Exercise directions: Write the records out again, precisely as they stand.

· · · ·

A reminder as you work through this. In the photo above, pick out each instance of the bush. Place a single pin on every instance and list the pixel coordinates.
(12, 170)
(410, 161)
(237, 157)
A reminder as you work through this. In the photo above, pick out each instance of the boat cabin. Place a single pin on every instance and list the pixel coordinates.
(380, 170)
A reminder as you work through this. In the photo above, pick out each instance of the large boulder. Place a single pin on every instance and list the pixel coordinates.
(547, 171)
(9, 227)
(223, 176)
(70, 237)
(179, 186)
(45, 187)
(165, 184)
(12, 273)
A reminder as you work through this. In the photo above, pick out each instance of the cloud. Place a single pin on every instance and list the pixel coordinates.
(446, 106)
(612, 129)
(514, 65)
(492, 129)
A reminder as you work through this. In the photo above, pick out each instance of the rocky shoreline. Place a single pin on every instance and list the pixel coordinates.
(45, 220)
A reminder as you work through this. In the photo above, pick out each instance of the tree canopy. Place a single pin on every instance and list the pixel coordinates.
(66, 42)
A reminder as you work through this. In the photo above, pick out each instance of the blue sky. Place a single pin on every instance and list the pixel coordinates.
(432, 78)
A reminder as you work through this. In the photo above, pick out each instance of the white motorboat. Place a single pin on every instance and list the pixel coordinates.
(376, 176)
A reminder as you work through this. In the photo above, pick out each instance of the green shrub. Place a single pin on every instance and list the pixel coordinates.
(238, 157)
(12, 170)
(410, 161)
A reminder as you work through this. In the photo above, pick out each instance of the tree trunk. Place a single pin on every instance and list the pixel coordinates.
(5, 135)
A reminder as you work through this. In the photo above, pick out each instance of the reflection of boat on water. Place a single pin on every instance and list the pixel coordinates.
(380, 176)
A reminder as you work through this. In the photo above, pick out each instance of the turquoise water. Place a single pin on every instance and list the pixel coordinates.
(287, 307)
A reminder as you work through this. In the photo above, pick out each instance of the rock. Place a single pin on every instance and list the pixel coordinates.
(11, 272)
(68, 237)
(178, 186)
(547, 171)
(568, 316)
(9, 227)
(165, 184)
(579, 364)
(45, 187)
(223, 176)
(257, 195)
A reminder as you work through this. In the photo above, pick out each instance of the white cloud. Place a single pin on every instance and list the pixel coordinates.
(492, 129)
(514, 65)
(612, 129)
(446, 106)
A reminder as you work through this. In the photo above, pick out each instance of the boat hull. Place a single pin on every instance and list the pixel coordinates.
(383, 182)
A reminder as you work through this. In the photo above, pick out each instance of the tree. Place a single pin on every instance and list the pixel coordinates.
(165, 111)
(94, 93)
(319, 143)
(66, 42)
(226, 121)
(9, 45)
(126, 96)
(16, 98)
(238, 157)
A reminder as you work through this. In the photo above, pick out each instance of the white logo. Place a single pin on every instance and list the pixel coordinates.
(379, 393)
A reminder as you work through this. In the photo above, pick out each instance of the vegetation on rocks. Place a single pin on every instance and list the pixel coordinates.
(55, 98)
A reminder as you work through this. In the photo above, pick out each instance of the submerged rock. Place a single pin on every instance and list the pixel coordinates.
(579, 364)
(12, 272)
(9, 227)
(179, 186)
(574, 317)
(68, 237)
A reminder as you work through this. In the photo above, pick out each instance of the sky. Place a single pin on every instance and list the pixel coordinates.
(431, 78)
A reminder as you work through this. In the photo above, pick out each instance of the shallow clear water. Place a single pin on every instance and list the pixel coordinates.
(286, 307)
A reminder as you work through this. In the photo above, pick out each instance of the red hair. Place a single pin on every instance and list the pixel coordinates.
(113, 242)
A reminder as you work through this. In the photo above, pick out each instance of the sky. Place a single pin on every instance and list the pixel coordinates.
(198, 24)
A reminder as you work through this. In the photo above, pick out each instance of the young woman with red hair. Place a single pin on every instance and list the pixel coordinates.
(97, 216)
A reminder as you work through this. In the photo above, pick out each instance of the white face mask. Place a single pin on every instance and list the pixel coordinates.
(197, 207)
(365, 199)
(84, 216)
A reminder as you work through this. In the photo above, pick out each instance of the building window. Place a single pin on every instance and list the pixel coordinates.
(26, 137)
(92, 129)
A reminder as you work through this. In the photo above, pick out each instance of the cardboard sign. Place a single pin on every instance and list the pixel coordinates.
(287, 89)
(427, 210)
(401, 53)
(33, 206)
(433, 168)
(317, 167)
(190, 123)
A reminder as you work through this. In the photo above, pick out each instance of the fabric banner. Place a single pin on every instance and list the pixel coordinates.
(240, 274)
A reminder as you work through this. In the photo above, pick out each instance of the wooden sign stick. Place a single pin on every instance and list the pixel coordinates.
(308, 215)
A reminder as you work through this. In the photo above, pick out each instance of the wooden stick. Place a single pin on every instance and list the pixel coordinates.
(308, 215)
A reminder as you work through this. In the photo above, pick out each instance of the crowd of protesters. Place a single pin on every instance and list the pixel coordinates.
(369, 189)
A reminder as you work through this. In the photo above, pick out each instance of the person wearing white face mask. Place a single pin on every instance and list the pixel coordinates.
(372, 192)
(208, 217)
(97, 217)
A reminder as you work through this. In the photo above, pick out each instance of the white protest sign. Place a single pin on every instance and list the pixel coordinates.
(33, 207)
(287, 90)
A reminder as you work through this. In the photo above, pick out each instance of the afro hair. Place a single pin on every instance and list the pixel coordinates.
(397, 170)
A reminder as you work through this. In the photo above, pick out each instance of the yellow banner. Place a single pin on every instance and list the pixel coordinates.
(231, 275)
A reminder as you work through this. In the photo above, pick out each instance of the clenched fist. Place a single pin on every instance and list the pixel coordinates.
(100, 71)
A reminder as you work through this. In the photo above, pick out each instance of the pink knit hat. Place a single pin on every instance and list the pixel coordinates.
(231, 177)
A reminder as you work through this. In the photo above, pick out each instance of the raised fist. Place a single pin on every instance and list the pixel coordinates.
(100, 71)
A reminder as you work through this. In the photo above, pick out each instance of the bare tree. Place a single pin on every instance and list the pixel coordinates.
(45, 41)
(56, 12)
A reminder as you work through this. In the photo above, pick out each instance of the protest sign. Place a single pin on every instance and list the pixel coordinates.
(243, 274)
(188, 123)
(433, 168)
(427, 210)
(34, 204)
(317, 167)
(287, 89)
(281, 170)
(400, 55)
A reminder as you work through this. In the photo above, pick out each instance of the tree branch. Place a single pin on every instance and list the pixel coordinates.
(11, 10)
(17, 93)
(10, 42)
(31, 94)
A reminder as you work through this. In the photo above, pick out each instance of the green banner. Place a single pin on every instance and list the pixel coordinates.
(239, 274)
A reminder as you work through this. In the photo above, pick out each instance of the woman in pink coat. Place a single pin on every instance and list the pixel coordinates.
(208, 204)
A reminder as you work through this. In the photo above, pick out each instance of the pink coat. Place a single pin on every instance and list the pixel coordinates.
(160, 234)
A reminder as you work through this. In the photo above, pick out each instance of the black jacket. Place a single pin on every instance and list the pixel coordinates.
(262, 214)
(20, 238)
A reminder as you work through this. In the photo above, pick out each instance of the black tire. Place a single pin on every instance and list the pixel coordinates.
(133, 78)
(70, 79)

· · · ·

The reply:
A reminder as you work through this. In the photo above, pick out each instance of the bush. Place a single pin on every instance and list the pixel coordinates.
(12, 170)
(410, 161)
(237, 157)
A reminder as you work through this. In the photo above, pick out each instance of the boat cabin. Place a single pin on every instance and list the pixel coordinates.
(380, 170)
A reminder as you work through this. In the photo above, pick out each instance of the large boulder. Place a single pin on every instance and list the pixel coordinates.
(547, 171)
(9, 227)
(223, 176)
(70, 237)
(179, 186)
(45, 187)
(165, 184)
(12, 273)
A reminder as you work through this. In the photo above, pick out each instance of the cloud. Place a single pin on every instance and list the pixel coordinates.
(446, 106)
(612, 129)
(514, 65)
(492, 129)
A reminder as you work through this. In the photo above, pick out each instance of the rocky shoreline. Place a single pin on every instance and list the pixel coordinates.
(45, 220)
A reminder as you work through this. In the photo above, pick out each instance of the tree canopy. Place a single pin on every instance and list the pixel coordinates.
(66, 42)
A reminder as you work through this. In the photo above, pick out each instance of the blue sky. Place a single pin on every instance and list the pixel coordinates.
(432, 78)
A reminder as you work through this. In the photo above, pick out each instance of the white motorboat. Place a single pin on every instance and list the pixel coordinates.
(376, 176)
A reminder as you work through this. In the photo above, pick out each instance of the green shrub. Place a single pin on every instance and list the pixel coordinates.
(238, 157)
(12, 170)
(410, 161)
A reminder as you work through this. In the photo above, pick out each instance of the tree trunk. Place a single pin on every instance and list the pixel coordinates.
(5, 135)
A reminder as you work through this. In the photo above, pick out each instance of the reflection of boat on water. Place a single pin on every instance and list the pixel coordinates.
(380, 176)
A reminder as you work through this. In the photo above, pick out each instance of the turquoise water. Place a single pin on every instance and list the pixel coordinates.
(287, 307)
A reminder as you work through this. In the photo above, pick out each instance of the rock. Place a single pin on every instance and list the pixel coordinates.
(11, 272)
(68, 237)
(178, 186)
(547, 171)
(568, 316)
(9, 227)
(165, 184)
(579, 364)
(45, 187)
(223, 176)
(257, 195)
A reminder as you work through this. In the photo above, pick out each instance of the white cloud. Place a single pin on every instance and list the pixel coordinates.
(492, 129)
(514, 65)
(612, 129)
(446, 106)
A reminder as you work through this. In the photo above, pick out each instance of the boat hull. Place a single pin on every instance and list the pixel coordinates.
(383, 182)
A reminder as you work through this. In the photo above, pick out each instance of the tree. Place a single pin on every instance and list the pixel coordinates.
(165, 111)
(94, 93)
(319, 143)
(66, 42)
(226, 121)
(9, 45)
(126, 96)
(16, 98)
(238, 157)
A reminder as you work through this. In the photo above, pick out each instance of the white logo. Place a single pin on every instance and list the pixel coordinates.
(379, 393)
A reminder as you work through this. In the photo above, pick out each instance of the vegetation on rocks. Place a single pin on every instance and list the pixel coordinates.
(55, 98)
A reminder as you work through this. In the photo above, pick out each instance of the submerged rock. Place a single pin on every instance and list the pixel coordinates.
(579, 364)
(12, 272)
(9, 227)
(179, 186)
(574, 317)
(68, 237)
A reminder as you work through this. In the photo above, pick out each instance of the sky. Place a single pin on every instance and list the pixel coordinates.
(431, 78)
A reminder as you work through this. In the photo above, pick out each instance of the shallow clear water. Place a single pin on every instance and list the pixel coordinates.
(286, 307)
A reminder as you work through this. In the photo above, pick out each instance of the red hair. Place a single pin on every instance and list the pixel coordinates.
(113, 242)
A reminder as you work through this. In the photo above, pick out each instance of the sky. Place a single pin on every instance and list the pixel coordinates.
(198, 24)
A reminder as you work through this. In the photo above, pick out each instance of the young woman with red hair. Place a single pin on every instance and list the pixel coordinates.
(97, 216)
A reminder as you work through this. In the photo above, pick out each instance of the white face mask. Place a single pin on every instance and list the pixel coordinates.
(197, 207)
(365, 199)
(84, 216)
A reminder as you work through this. In the photo above, pick out each instance of the building window. Place a single pin on every instance and list the pixel coordinates.
(26, 137)
(92, 129)
A reminder as you work through this. In the photo above, pick out each instance of the cardboard sign. Place a single pin on every instance and list the pixel coordinates.
(287, 89)
(427, 210)
(401, 53)
(33, 206)
(433, 168)
(317, 167)
(190, 123)
A reminder as you work through this. In the photo above, pick out each instance of the fabric banner. Place a single pin on every instance and list the pixel coordinates.
(240, 274)
A reminder as you work through this. In the photo above, pick out each instance of the wooden sign stick. Place a single pin on every instance and list the pixel coordinates.
(308, 215)
A reminder as you work through this. In the photo above, pick out each instance of the wooden stick. Place a single pin on every instance and list the pixel coordinates.
(308, 215)
A reminder as you work through this. In the photo above, pick out each instance of the crowd of protesters. Place a single pin on every instance and list the pixel coordinates.
(369, 189)
A reminder as you work through this. In the photo above, pick out each instance of the person wearing white face mask. Place a single pin on every instance and list the pixel coordinates.
(372, 192)
(208, 217)
(97, 217)
A reminder as you work through this. In the photo above, pick out each instance of the white protest sign. Place a single pin on every instance and list the pixel coordinates.
(33, 207)
(287, 90)
A reminder as you work through this. In the photo above, pick out each instance of the afro hair. Place a single pin on every instance and list the pixel coordinates.
(397, 170)
A reminder as you work through this. In the photo above, pick out each instance of the yellow banner. Place a single pin on every instance and list the pixel coordinates.
(231, 275)
A reminder as you work through this. In the photo above, pick out each instance of the clenched fist. Place a single pin on every instance and list the pixel coordinates.
(100, 71)
A reminder as you work through this. In the photo above, pick out each instance of the pink knit hat. Place a single pin on every instance and list the pixel coordinates.
(231, 177)
A reminder as you work through this. In the photo above, pick out each instance of the raised fist. Place a single pin on every instance and list the pixel coordinates.
(100, 71)
A reminder as you work through this. In the photo above, pick out each instance of the bare tree. Place a single pin on every instance and list the pixel coordinates.
(45, 41)
(56, 12)
A reminder as you work through this. In the photo above, pick out each instance of the protest sign. Place a single pin on every instance and list the pixel coordinates.
(243, 274)
(188, 123)
(433, 168)
(427, 210)
(34, 204)
(317, 167)
(287, 89)
(281, 170)
(400, 55)
A reminder as you work through this. In the photo above, pick out each instance of the tree branch. Place a single pin on every instance and list the pixel coordinates.
(11, 10)
(17, 93)
(10, 42)
(31, 94)
A reminder as you work through this. In the photo above, pick out each instance of the green banner. Place a single pin on every instance and list the pixel coordinates.
(239, 274)
A reminder as you work through this. In the photo above, pick out each instance of the woman in pink coat. Place a single pin on every instance and list the pixel coordinates.
(208, 204)
A reminder as you work through this. In the photo above, pick out each instance of the pink coat. Place a single pin on every instance and list the pixel coordinates.
(160, 234)
A reminder as you work through this. In the photo above, pick out each instance of the black jacket. Place a single pin on every instance and list the pixel coordinates.
(262, 214)
(20, 238)
A reminder as you work through this. In the photo above, pick out each instance of the black tire. Place a single pin on every instance and list the pixel coordinates.
(133, 78)
(70, 79)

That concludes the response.